Metin:
4 Ekim 2017

Kahve Bahane #5


Ona en güzel anılarımı yükledim ve benden çok uzağa gönderdim. O, artık uzunca bir süre başkalarının pencerelerinde doğacak ve batacak. Başkalarının en güzel anılarında yer alacak ve başkalarının içini ısıtacak. Onun bana geri döneceği döneme dek, ben artık farklı şeylerden zevk almanın peşinde koşmaya başladım. Çünkü dışarısı onsuz buz gibi. Çimenler eskisi kadar yeşil değil. Renkler tüm parlaklığı kaybetti.

O gittikten sonra Filharmonia Krakow'da, Charles Olivieri'nin şefliğinde Gustav Mahler'in II. senfonisini dinledim. Bu benim ilk klasik müzik konserine gidişimdi. Şimdi gitmediğim günlere ve dinleyemediğim senfonilere yanarım. Yaklaşık bir saat kırkbeş dakika süren bu harika konserde hiç sıkılmadım. Bilgisayardan klasik müzik dinlemek ile tüm enstrümanların yer aldığı bir salonda dinlemek arasında ciddi bir fark var. Çünkü orada, o koltukta oturup tüm benliğinizle müziğe odaklanabiliyorsunuz. Kemanın naif sesi, üflemeli çalgıların kulağınıza fısıldaması ve arpların tınısı ile bedeniniz orada olsa bile, ruhunuz bilinmez düşlere doğru koşuyor. Klasik müzik bende daha çok yazma duygusunu tetikliyor. Ne zaman dinlesem, aklıma bunu kesin yazmalıyım dediğim konular geliyor. En büyük hatam ise o anda onları bir yere not etmemek. Çünkü geldikleri hızla gidiyorlar.

Kayıtlı Bilgiler:

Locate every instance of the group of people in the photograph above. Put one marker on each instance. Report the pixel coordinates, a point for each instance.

Yapılacaklar:
1. Metne göre Filharmonia Krakow'daki konserde hangi eser dinlendi?
2. Metni iki cümleyle özetleyin.
3. Metnin "Ona en güzel" ile başlayıp "tüm parlaklığı kaybetti." ile biten kısmını "Çimenler" yerine "Ağaçlar" koyarak düzenleyin.

Cevaplar:
1. Gustav Mahler'in II. senfonisi.

2. Yazar, en güzel anılarını yükleyip uzağa gönderdiği şeyin yokluğunda dışarının buz gibi olduğunu ve artık farklı şeylerden zevk almanın peşine düştüğünü anlatır. Filharmonia Krakow'da Mahler'in II. senfonisini dinlediği ilk klasik müzik konserinde salonda dinlemenin bilgisayardan dinlemekten çok farklı olduğunu fark ettiğini, klasik müziğin içinde yazma isteği uyandırdığını, ancak aklına gelen konuları not etmediği için onları kaçırdığını söyler.

3.
Ona en güzel anılarımı yükledim ve benden çok uzağa gönderdim. O, artık uzunca bir süre başkalarının pencerelerinde doğacak ve batacak. Başkalarının en güzel anılarında yer alacak ve başkalarının içini ısıtacak. Onun bana geri döneceği döneme dek, ben artık farklı şeylerden zevk almanın peşinde koşmaya başladım. Çünkü dışarısı onsuz buz gibi. Ağaçlar eskisi kadar yeşil değil. Renkler tüm parlaklığı kaybetti.